Excerpts of pointing data:
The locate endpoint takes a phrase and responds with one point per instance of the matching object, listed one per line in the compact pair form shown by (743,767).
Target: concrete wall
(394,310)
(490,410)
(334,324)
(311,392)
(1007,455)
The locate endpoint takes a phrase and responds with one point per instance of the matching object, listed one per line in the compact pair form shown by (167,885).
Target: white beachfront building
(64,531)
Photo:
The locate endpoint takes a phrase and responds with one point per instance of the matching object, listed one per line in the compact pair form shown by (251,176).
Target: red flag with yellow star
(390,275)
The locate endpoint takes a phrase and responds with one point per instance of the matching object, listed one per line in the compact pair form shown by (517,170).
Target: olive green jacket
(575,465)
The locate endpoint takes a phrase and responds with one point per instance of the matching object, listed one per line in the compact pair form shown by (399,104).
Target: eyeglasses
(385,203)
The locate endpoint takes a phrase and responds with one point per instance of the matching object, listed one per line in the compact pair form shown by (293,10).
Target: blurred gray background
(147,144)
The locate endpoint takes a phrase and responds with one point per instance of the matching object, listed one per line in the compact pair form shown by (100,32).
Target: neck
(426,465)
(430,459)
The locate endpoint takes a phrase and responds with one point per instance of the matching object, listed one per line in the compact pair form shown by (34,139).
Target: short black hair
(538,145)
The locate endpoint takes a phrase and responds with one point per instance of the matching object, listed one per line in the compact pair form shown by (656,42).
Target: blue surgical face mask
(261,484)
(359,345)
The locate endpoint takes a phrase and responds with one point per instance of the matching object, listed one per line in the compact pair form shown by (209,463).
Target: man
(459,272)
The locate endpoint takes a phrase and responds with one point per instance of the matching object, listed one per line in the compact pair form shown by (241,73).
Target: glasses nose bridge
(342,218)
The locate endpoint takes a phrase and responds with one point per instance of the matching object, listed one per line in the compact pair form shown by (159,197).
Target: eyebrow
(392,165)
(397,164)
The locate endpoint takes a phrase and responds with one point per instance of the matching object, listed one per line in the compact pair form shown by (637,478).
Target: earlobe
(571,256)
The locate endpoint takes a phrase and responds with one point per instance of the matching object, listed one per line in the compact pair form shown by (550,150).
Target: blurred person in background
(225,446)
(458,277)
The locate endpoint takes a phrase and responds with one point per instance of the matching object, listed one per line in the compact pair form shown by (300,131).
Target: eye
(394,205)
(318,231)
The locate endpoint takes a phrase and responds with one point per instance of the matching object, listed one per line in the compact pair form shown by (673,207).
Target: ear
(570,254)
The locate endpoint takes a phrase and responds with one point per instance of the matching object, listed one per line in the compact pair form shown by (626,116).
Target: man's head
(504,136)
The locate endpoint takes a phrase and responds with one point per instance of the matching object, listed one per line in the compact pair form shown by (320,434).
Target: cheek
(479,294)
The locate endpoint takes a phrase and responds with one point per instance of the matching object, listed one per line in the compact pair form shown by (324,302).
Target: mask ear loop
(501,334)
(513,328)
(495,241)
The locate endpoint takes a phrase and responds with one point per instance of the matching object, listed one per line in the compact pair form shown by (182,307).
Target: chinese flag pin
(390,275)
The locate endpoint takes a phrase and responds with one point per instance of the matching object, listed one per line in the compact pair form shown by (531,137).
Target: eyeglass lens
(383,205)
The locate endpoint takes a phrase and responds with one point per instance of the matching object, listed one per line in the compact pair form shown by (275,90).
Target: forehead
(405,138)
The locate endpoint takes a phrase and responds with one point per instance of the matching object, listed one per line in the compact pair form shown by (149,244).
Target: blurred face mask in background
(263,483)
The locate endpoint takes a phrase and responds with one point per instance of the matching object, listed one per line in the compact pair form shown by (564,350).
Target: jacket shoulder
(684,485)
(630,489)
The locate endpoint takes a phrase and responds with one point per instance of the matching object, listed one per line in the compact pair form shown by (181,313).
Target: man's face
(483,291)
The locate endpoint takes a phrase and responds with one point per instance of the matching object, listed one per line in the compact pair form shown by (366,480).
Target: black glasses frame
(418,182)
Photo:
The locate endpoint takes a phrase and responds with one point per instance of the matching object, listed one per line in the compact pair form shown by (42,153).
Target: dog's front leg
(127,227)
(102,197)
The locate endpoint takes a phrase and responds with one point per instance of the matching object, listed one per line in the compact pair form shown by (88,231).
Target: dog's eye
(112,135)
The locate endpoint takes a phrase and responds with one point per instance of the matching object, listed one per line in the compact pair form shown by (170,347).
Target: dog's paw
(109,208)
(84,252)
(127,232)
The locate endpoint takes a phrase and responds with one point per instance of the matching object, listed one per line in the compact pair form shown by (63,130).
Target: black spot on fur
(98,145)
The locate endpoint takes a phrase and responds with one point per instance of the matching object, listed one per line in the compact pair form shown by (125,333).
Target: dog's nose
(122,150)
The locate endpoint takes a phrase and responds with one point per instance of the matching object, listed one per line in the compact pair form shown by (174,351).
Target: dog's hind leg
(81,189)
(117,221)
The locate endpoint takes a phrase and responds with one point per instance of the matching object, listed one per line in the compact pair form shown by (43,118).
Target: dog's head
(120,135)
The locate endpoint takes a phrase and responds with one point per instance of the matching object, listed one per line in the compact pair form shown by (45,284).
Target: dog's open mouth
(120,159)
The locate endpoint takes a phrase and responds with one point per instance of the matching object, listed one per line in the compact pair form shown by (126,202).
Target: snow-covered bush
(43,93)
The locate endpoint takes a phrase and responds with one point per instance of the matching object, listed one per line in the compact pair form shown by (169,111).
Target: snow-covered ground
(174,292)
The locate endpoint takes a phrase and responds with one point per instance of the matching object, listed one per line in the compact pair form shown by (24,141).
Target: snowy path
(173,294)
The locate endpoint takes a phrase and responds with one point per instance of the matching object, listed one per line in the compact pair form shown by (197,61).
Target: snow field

Set task
Copy the entries above exactly, leaving none out.

Result
The locate endpoint takes a phrase and responds with one point per instance of the matching object, listed one per line in the compact pair form shown by (743,767).
Target: concrete wall
(394,310)
(490,410)
(334,324)
(311,392)
(1007,455)
The locate endpoint takes a phrase and responds with one point per instance of the matching object, listed one per line in the compact pair form shown by (167,885).
Target: white beachfront building
(64,531)
Photo:
The locate endpoint takes a phrase and responds with one point per instance of the matching object, listed one per line in the compact pair form shown by (251,176).
Target: red flag with yellow star
(390,275)
The locate endpoint takes a phrase and responds with one point per instance of the matching object, listed one per line in the compact pair form shown by (517,170).
Target: olive green jacket
(575,465)
The locate endpoint takes a phrase and responds with one point per instance of the matching object, listed one per line in the compact pair form shown by (399,104).
Target: eyeglasses
(385,203)
The locate endpoint takes a phrase and responds with one point per instance of the matching object, listed one per line in the compact pair form shown by (293,10).
Target: blurred gray background
(147,144)
The locate endpoint takes a phrase and responds with one point per instance of the matching object, listed one per line in the compact pair form shown by (100,32).
Target: neck
(426,465)
(430,459)
The locate endpoint takes a phrase and responds with one point per instance of the matching object, listed one per line in the compact pair form shown by (34,139).
Target: short black hair
(538,145)
The locate endpoint takes a phrase and responds with one point per instance of the matching object, listed one per line in the compact pair form shown by (656,42).
Target: blue surgical face mask
(261,484)
(359,345)
The locate endpoint takes a phrase and responds with one point per instance of the matching object, listed one per line in the compact pair form shown by (209,463).
Target: man
(459,272)
The locate endpoint takes a phrase and responds with one point per instance of the matching object, listed one per line in the compact pair form shown by (241,73).
Target: glasses nose bridge
(342,218)
The locate endpoint takes a phrase and responds with one point per instance of the matching object, listed one per line in the compact pair form shown by (159,197).
Target: eyebrow
(392,165)
(397,164)
The locate endpoint takes a phrase and responds with one point per instance of the matching object, listed one per line in the compact pair form shown by (637,478).
Target: earlobe
(571,256)
The locate endpoint takes a phrase and responds with one point per instance of the matching object, listed one per line in the compact pair form shown by (550,150).
Target: blurred person in background
(225,446)
(458,277)
The locate endpoint takes a phrase and responds with one point per instance of the matching object, listed one per line in the compact pair form shown by (300,131).
Target: eye
(394,205)
(318,231)
The locate endpoint takes a phrase and responds with one point per instance of the matching object, listed one per line in the compact pair form shown by (673,207).
Target: ear
(570,254)
The locate endpoint takes a phrase and responds with one point per instance of the matching object, listed one per line in the compact pair form shown by (626,116).
Target: man's head
(504,136)
The locate endpoint takes a phrase and responds with one point per instance of the matching object, listed one per line in the compact pair form shown by (320,434).
Target: cheek
(479,294)
The locate endpoint takes a phrase and responds with one point per instance of the matching object, listed one per line in the compact pair form shown by (324,302).
Target: mask ear loop
(501,334)
(513,328)
(495,241)
The locate endpoint takes a phrase and responds with one point per instance of the matching object, listed one per line in the compact pair form shown by (182,307).
Target: chinese flag pin
(390,275)
The locate endpoint takes a phrase and responds with one point per instance of the matching object, listed one per line in the compact pair form shown by (531,137).
Target: eyeglass lens
(383,205)
The locate endpoint takes a phrase and responds with one point per instance of the matching object, listed one per line in the compact pair form shown by (275,90).
Target: forehead
(405,138)
The locate endpoint takes a phrase and responds with one point per instance of the matching object, listed one per line in the compact pair form shown by (149,244).
Target: blurred face mask in background
(263,483)
The locate endpoint takes a phrase and responds with one point per instance of the matching object, listed one per line in the compact pair form shown by (564,350).
Target: jacket shoulder
(684,485)
(630,489)
The locate endpoint takes a phrase and responds with one point per instance of the matching object, listed one per line in the compact pair form shown by (181,313).
Target: man's face
(483,291)
The locate endpoint takes a phrase and responds with one point per instance of the matching object, listed one per line in the compact pair form shown by (366,480).
Target: black glasses frame
(418,182)
Photo:
The locate endpoint takes a phrase and responds with one point per instance of the matching object, listed one per line in the compact pair form shown by (42,153).
Target: dog's front leg
(127,227)
(102,197)
The locate endpoint takes a phrase and responds with one point per instance of the matching object, listed one per line in the compact pair form shown by (88,231).
Target: dog's eye
(112,135)
The locate endpoint takes a phrase and responds with one point per instance of the matching object, listed one per line in the compact pair form shown by (170,347).
Target: dog's paw
(109,208)
(84,252)
(127,232)
The locate endpoint takes a phrase and responds with one point per instance of the matching object, listed one per line in the compact pair form shown by (63,130).
Target: black spot on fur
(98,145)
The locate endpoint takes a phrase and responds with one point per instance of the matching object, listed one per line in the compact pair form shown by (125,333).
Target: dog's nose
(122,150)
The locate endpoint takes a phrase and responds with one point per instance of the matching object, listed one per line in the compact pair form shown by (174,351).
Target: dog's hind leg
(81,189)
(117,221)
The locate endpoint takes a phrase and responds with one point per instance of the matching object, listed one per line in the compact pair form shown by (43,118).
Target: dog's head
(120,135)
The locate endpoint takes a phrase and responds with one point per instance of the matching object, listed one per line in the compact pair form shown by (45,284).
Target: dog's open mouth
(120,159)
The locate endpoint takes a phrase and responds with one point per instance of the matching object, listed one per line in the compact pair form shown by (126,202).
Target: snow-covered bush
(43,93)
The locate endpoint takes a phrase and responds with one point per instance of the matching object, listed one per line in the compact pair form shown by (169,111).
Target: snow-covered ground
(174,292)
The locate endpoint takes a phrase and responds with one point per instance of the matching object, listed one per line in the compact pair form shown by (24,141).
Target: snowy path
(173,294)
The locate endpoint takes a phrase and responds with one point per instance of the matching object, listed one per line in the compact pair form shown by (197,61).
Target: snow field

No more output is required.